>>>

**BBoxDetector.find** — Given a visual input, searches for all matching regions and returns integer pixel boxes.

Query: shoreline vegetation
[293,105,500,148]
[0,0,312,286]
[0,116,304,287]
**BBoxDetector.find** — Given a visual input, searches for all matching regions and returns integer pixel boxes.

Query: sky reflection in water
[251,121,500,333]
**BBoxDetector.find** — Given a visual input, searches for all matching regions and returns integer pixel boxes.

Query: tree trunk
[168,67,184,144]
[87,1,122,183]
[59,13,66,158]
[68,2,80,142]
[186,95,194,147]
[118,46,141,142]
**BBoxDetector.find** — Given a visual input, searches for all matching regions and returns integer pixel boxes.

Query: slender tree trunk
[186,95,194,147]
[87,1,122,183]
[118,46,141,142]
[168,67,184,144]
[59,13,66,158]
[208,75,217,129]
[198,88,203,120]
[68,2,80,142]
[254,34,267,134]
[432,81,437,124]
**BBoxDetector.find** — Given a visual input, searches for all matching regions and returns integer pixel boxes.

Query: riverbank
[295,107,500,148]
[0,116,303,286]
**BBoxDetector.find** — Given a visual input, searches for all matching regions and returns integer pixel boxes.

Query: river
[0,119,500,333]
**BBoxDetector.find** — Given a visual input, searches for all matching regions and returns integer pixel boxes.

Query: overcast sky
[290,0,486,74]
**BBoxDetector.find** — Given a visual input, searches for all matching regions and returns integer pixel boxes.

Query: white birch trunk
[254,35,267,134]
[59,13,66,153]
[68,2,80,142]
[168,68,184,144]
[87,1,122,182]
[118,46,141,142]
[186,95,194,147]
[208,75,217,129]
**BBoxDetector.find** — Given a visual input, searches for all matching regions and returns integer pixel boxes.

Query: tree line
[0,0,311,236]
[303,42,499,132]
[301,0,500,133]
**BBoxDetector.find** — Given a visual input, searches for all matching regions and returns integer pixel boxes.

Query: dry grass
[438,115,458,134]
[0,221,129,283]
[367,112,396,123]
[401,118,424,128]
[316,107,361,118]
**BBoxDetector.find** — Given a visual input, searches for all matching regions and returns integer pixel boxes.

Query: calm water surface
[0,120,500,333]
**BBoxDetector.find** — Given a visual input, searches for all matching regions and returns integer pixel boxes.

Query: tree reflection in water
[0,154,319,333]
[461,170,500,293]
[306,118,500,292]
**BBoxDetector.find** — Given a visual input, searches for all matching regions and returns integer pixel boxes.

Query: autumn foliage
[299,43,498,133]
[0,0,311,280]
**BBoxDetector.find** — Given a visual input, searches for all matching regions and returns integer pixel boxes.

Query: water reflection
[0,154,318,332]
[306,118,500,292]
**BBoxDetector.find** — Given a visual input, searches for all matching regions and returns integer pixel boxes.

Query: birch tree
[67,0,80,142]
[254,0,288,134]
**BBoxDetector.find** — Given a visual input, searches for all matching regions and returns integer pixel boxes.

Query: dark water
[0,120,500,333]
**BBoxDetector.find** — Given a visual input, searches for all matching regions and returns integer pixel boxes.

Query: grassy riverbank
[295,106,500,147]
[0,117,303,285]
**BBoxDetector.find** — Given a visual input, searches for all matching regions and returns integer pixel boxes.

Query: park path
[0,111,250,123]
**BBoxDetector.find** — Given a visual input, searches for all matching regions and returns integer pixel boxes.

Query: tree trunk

<<<

▶ **CHALLENGE**:
Reproduce the data above in full, renaming every occurrence of "integer pixel boxes" to "integer coordinate boxes" and leaving everything else unchanged.

▶ **RESPONSE TO THIS EXERCISE**:
**BBoxDetector.find** — Given a visual input, searches for all matching regions and returns integer coordinate boxes.

Query: shoreline vegetation
[293,105,500,148]
[0,0,312,286]
[0,116,304,287]
**BBoxDetector.find** — Given a visual input, searches for all matching regions and returns integer coordinate boxes.

Query: sky reflection in water
[251,121,500,333]
**BBoxDetector.find** — Given a visual input, searches for all matching regions and returns integer coordinate boxes.

Query: tree trunk
[168,67,184,144]
[87,1,122,183]
[59,13,66,158]
[68,2,80,142]
[186,95,194,147]
[118,46,141,142]
**BBoxDetector.find** — Given a visual input, searches for all matching regions and returns integer coordinate boxes.

Query: slender tree trunk
[186,95,194,147]
[87,1,122,183]
[118,46,141,142]
[168,67,184,144]
[59,13,66,158]
[208,75,217,129]
[198,88,203,120]
[68,2,80,142]
[254,34,267,134]
[432,81,437,124]
**BBoxDetector.find** — Given a visual input, searches for all matching regions and returns integer coordinate boxes.

Query: riverbank
[295,107,500,148]
[0,116,303,286]
**BBoxDetector.find** — Given a visual input, searches for all matching regions and returns integer coordinate boxes.

Query: river
[0,119,500,333]
**BBoxDetector.find** — Given a visual input, searches for all matching regions and returns integer coordinate boxes.

Query: overcast sky
[290,0,486,74]
**BBoxDetector.find** — Given a visual input, searches for all matching regions and returns integer coordinate boxes.

Query: white birch trunk
[254,35,267,134]
[59,13,66,153]
[68,2,80,142]
[168,68,184,144]
[87,1,122,182]
[118,46,141,142]
[186,95,194,147]
[208,75,217,129]
**BBoxDetector.find** — Given a visual input, searches for all matching regions and returns integer coordinate boxes.

Query: tree line
[0,0,311,236]
[303,42,499,132]
[301,0,500,133]
**BBoxDetector.find** — Given a visual input, searches for all matching regions and returns integer coordinate boxes.

Query: dry grass
[438,115,458,134]
[0,221,129,283]
[367,112,396,123]
[401,118,424,128]
[316,107,361,118]
**BBoxDetector.find** — Given a visual input, searches for all matching regions and returns integer coordinate boxes.

Query: calm water surface
[0,120,500,333]
**BBoxDetector.find** — Given a visual input, searches for all matching regions and returns integer coordinate boxes.

Query: tree reflection in water
[0,154,319,333]
[461,170,500,293]
[306,118,500,292]
**BBoxDetector.find** — Given a visual input, searches for all matching regions and returns integer coordinate boxes.

Query: autumn foliage
[299,43,498,133]
[0,0,311,280]
**BBoxDetector.find** — Given a visual input, searches for all matching regions and returns integer coordinate boxes.

Query: water reflection
[0,154,318,332]
[306,118,500,292]
**BBoxDetector.find** — Given a visual input, searches for all matching regions and returns integer coordinate boxes.

Query: birch tree
[67,0,80,142]
[254,0,288,134]
**BBoxDetector.find** — Given a visual input, searches for all matching regions and returns integer coordinate boxes.

Query: dark water
[0,120,500,333]
**BBoxDetector.find** — Given a visual input, searches for all matching regions and returns integer coordinate boxes.

Query: grassy riverbank
[295,106,500,147]
[0,117,303,285]
**BBoxDetector.find** — Given a visual input, searches for all matching regions and returns integer coordinate boxes.

Query: park path
[0,111,250,123]
**BBoxDetector.find** — Given a visual input, searches for all matching regions and returns integer coordinate boxes.

Query: tree trunk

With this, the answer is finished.